### MATERIAL SUPPLIED
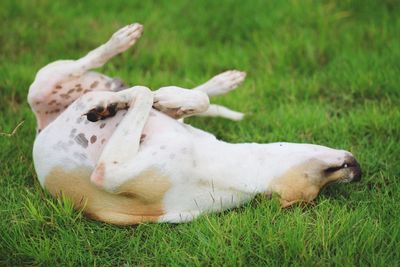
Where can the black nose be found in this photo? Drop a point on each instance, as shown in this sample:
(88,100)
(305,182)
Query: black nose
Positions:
(355,168)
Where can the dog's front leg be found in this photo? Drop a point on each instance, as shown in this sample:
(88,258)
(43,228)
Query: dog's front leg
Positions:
(116,162)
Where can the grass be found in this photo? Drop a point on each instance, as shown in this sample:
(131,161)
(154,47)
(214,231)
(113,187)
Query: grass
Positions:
(324,72)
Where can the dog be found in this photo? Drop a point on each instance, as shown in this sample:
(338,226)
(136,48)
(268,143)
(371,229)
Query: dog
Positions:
(123,157)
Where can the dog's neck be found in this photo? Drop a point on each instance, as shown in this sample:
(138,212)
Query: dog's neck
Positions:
(247,167)
(255,168)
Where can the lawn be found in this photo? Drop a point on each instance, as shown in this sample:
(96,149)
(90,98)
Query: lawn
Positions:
(324,72)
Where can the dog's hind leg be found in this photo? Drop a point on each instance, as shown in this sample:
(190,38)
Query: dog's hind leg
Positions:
(222,83)
(218,85)
(221,111)
(60,83)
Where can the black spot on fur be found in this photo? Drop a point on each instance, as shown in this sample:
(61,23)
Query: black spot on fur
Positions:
(81,140)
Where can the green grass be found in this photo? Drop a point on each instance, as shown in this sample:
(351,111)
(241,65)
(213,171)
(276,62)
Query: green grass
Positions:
(324,72)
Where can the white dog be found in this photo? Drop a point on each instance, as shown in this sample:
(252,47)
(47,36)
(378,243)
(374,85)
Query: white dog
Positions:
(123,161)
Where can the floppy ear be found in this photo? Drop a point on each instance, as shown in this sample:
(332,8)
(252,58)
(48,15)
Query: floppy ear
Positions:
(290,196)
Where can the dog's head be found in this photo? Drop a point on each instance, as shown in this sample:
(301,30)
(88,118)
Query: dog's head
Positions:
(305,169)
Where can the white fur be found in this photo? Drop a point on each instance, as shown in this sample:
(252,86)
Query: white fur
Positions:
(206,174)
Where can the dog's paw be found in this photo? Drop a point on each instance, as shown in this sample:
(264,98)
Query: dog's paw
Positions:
(223,83)
(125,37)
(178,102)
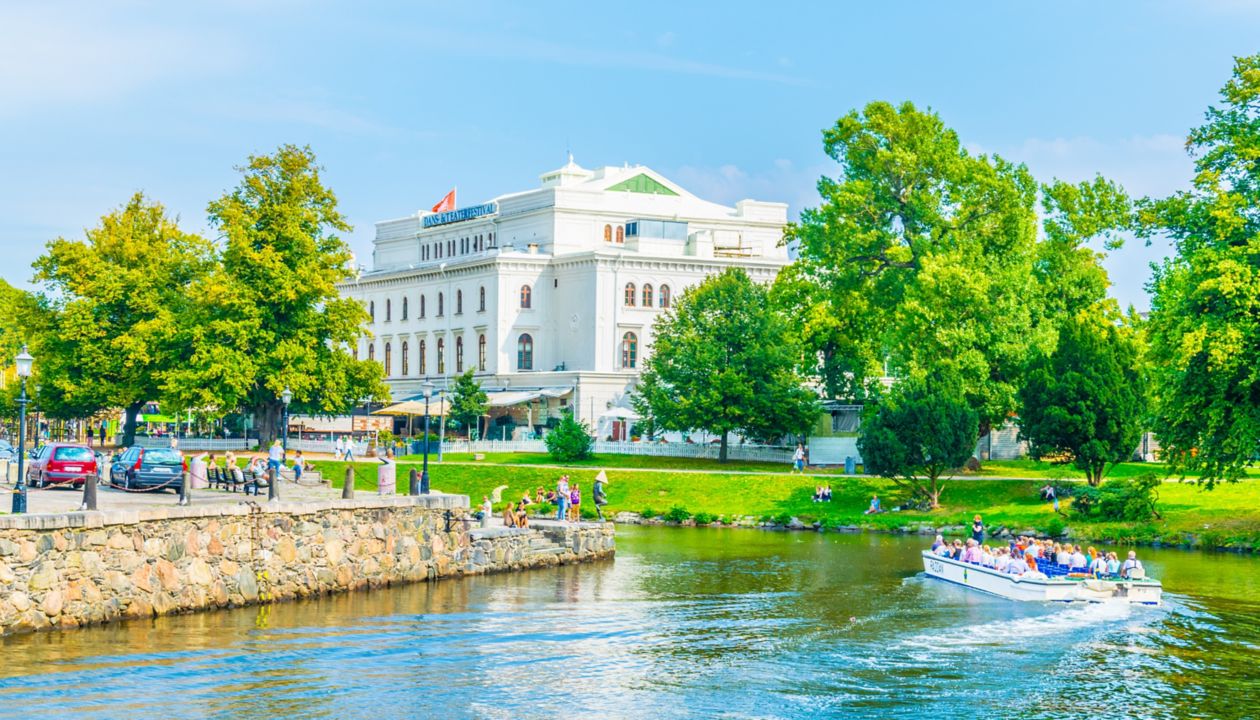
######
WORK TO DO »
Reproduce the items starting at the line that contains "Where can the lawn" and ending at the last line of the items, with the requests included. Add 125 to every coordinate in the answers, leave the sample coordinates unchanged, and leave the pictures out.

RESULT FOR THIS EXERCISE »
Where can the lawn be found in this photo? Drop a point on each instance, as shown in this sample:
(96,149)
(90,98)
Query: lawn
Positions:
(449,197)
Where can the dog's hind leg be found in this photo? Drop a point on each instance, as shown in this sample:
(190,38)
Query: dog's hind leg
Positions:
(347,208)
(343,210)
(346,236)
(185,208)
Where can the black spot on fur be found in this photo? Drop a point on each instance, as shown in this sample:
(61,23)
Query: black spot on fur
Positions:
(206,265)
Where can the green grass be found in this photo? Drop a point on each instance, as shown in this sample:
(351,111)
(241,65)
(213,171)
(276,62)
Query: green grass
Positions:
(449,197)
Where can the white dog be found in this photo? Drop a point on each instance, as shown in this sample:
(252,47)
(47,36)
(378,243)
(374,85)
Query: white dog
Positions:
(248,286)
Where can the floppy ear be found in this photo? Drop a point on each instance, as shown in this sample:
(332,8)
(252,58)
(48,15)
Query: floppy ear
Positions:
(415,321)
Where can the dog's head be found in this photo? Drop a point on each instance, as shown in this sample:
(301,30)
(88,118)
Query: dog's head
Positions:
(430,294)
Where can the white fur be found in this photo? Drop a point on each instance, as shown in this sample:
(252,86)
Query: white fur
Positions:
(331,299)
Where can the dog's paw be found in this photo? Drop a point on each instance, as shown in this sample:
(264,98)
Query: dog's paw
Positions:
(348,208)
(250,162)
(303,227)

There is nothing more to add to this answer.